* [TEXTE SOURCE]
Un nouvel objectif pour le financement climatique
Le principal enjeu de la COP 29 porte sur le financement climatique, « catalyseur essentiel de l’action climatique » selon son Président.
Premier objectif : augmenter l’aide financière apportée par les pays riches - responsables historiques du réchauffement du climat - aux pays les plus pauvres - les plus menacés et les plus dépendants aux énergies fossiles. Fixé depuis 2009 à 100 milliards de dollars par an, le montant de l’aide est aujourd’hui insuffisant pour financer les projets d’atténuation et d’adaptation et faire face aux conséquences du changement climatique (pertes agricoles, sécheresse, catastrophes naturelles, adaptation des infrastructures…). Les besoins sont évalués par le GIEC à 2 400 milliards de dollars par an. La solution pourrait inclure la mobilisation des financements privés et l’engagement des banques multilatérales de développement.
En amont de la réunion, l’Azerbaïdjan a proposé la création d’un Climate Finance Action Fund (CFAF). Abondé par les contributions volontaires des États et des compagnies de pétrole, de gaz et de charbon, ce nouveau fonds permettrait le financement de projets d’énergies renouvelables, d’industrie verte et de décarbonation de l’agriculture.
Les ONG et d’autres pays préfèrent une taxe sur les secteurs les plus polluants (aviation, transport maritime) ou sur les milliardaires.
Les discussions doivent aussi se poursuivre sur le financement du fonds pertes et préjudices, destiné à pallier aux impacts déjà réels et inévitables du réchauffement climatique.
Le renforcement attendu des engagements pour le climat
En 2025, la COP 30 au Brésil marquera les 10 ans de l’accord de Paris. Suite au premier bilan présenté à la COP 28, la négociation de nouvelles Contributions déterminées au niveau national (CDN) plus ambitieuses est une priorité de la conférence de Bakou.
Ces plans nationaux climatiques définissent les objectifs de réduction des émissions de gaz à effet de serre et de sortie des énergies fossiles, ainsi que les actions concrètes mises en œuvre pour les atteindre.
Présentées début 2025, les nouvelles CDN doivent corriger le manque d’ambition et le manque de concrétisation des stratégies précédentes.
Le renforcement du soutien aux infrastructures résilientes
Face aux conséquences déjà réelles et inévitables du réchauffement climatique, l’adaptation est une priorité urgente de la COP 29. L’objectif est de réduire la vulnérabilité des populations, de l’environnement et de l’économie, et de renforcer la résilience des communautés.
Les négociations se concentrent sur quatre questions : le financement de l’adaptation pour les pays en voie de développement, la garantie d’un accès équitable aux ressources, l’amélioration des mécanismes de partage des connaissances et des technologies et la mise en œuvre de stratégies nationales d’adaptation.
Le Président de la COP 29 a notamment appelé à l’élaboration de plans nationaux d’adaptation (PNA) « ambitieux, exhaustifs et robustes ». En juillet 2024, moins de 40 % des parties prenantes avaient présenté une stratégie d’adaptation. Pour passer de la planification à la mise en œuvre, l’accent doit être mis sur les engagements concrets.

* [DONNÉES DU CORPUS]

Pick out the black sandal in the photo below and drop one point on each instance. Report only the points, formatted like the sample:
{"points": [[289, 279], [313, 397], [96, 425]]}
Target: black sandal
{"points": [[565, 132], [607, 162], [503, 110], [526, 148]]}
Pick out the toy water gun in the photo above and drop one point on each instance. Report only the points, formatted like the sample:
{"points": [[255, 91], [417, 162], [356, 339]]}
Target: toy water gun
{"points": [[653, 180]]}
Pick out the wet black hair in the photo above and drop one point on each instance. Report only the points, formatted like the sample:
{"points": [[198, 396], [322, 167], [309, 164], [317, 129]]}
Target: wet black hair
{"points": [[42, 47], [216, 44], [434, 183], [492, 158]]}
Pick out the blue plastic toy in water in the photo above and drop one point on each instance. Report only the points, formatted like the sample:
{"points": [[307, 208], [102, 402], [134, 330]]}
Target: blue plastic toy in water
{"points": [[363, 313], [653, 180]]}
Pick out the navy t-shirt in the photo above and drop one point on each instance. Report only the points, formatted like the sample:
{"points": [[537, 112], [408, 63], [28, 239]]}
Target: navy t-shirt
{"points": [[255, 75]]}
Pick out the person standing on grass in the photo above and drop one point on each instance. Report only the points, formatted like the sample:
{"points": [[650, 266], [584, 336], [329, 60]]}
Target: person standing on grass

* [TRAVAIL DEMANDÉ]
A - Pour chacune des affirmations suivantes, dites si elle concorde avec l'extrait sur la COP 29, en répondant par oui ou par non et en citant textuellement le passage décisif. (i) Le montant de l'aide des pays riches aux pays les plus pauvres est fixé à 100 milliards de dollars par an depuis 2009. (ii) Le Climate Finance Action Fund proposé par l'Azerbaïdjan serait alimenté par une taxe sur les milliardaires. (iii) En juillet 2024, plus de la moitié des parties prenantes avaient présenté une stratégie d'adaptation.
B - Rédigez la suite de l'extrait sur la COP 29 en reprenant après sa dernière phrase.

* [RÉPONSES ATTENDUES]
A -
(i) Oui : « Fixé depuis 2009 à 100 milliards de dollars par an ».
(ii) Non : « Abondé par les contributions volontaires des États et des compagnies de pétrole, de gaz et de charbon ».
(iii) Non : « En juillet 2024, moins de 40 % des parties prenantes avaient présenté une stratégie d’adaptation. »

B -
La conférence de Bakou doit aussi définir les modalités de mise en œuvre du programme de travail Émirats-Belém 2025-2026 sur l’identification d’indicateurs fiables et transparents pour suivre et évaluer l’objectif mondial d’adaptation.
L’objectif ? Garantir l’efficacité des actions.
La mise en place concrète du marché mondial du carbone
La COP 29 doit valider les mécanismes du marché mondial du carbone, dont la création est prévue par l’article 6 de l’accord de Paris. Le principe est simple : contraindre les États les plus pollueurs à acheter des crédits carbone pour compenser leurs émissions de gaz à effet de serre.
Les fonds générés par le marché doivent servir au financement de projets de transition énergétique, d’adaptation et d’atténuation, notamment dans les pays en développement.
Mais presque 10 ans après la décision de création, l’échec des négociations n’a pas permis la mise en œuvre opérationnelle du marché international du carbone. Les discussions portent sur la comptabilité des crédits, la transparence et les risques de "double comptage" des réductions. Lors de la COP 29, des décisions clés sont attendues pour clarifier ces mécanismes, garantir leur intégrité et assurer une contribution réelle à la réduction des émissions de CO2 dans le monde.
Les freins à la transition énergétique mondiale
Chaque année, les COP révèlent des désaccords de fond et des controverses entre pays. Ces tensions compliquent l’atteinte des objectifs climatiques mondiaux, sans cependant les compromettre.
Le fossé entre pays développés et pays en développement
Le boycott du ministre des Affaires étrangères de Papouasie-Nouvelle Guinée symbolise le fossé creusé entre les pays développés et les pays en développement en matière de climat. Le manque d’attention qu’il dénonce est partagé par de nombreux pays défavorisés, premières victimes du réchauffement de la planète. Ceux-ci souffrent d’un sentiment d’injustice climatique, accusant les pays développés de ne pas tenir leurs engagements financiers malgré leur responsabilité historique dans la crise climatique.
Ce fossé met en lumière des inégalités profondes entravant parfois la recherche de solutions globales et ambitieuses. Ces points de friction créent des tensions dans les négociations de la COP. Par exemple, pour le marché carbone, les pays en voie de développement craignent que les pays riches achètent massivement des crédits carbone pour ne pas réduire leurs émissions de gaz à effet de serre. Le financement climatique ou le fonds pertes et préjudices continuent aussi à attiser les désaccords.
Les controverses autour des énergies fossiles
Les conférences des parties sur le climat sont marquées par les tensions palpables entre les pays producteurs de pétrole et de gaz et les pays appelant à des mesures plus ambitieuses pour la transition énergétique. Le choix successif d’États pétro-gaziers pour accueillir la COP met en exergue les oppositions.
Ainsi les pays européens, le Royaume-Uni, le Canada et les nations les plus vulnérables au changement climatique plaident pour une sortie rapide des énergies fossiles et la fin de leurs subventions. Les pays producteurs (États-Unis, Arabie Saoudite, Russie...) et les pays dépendant de ces énergies pour leur développement économique (Chine, Inde) rejettent une date de fin contraignante.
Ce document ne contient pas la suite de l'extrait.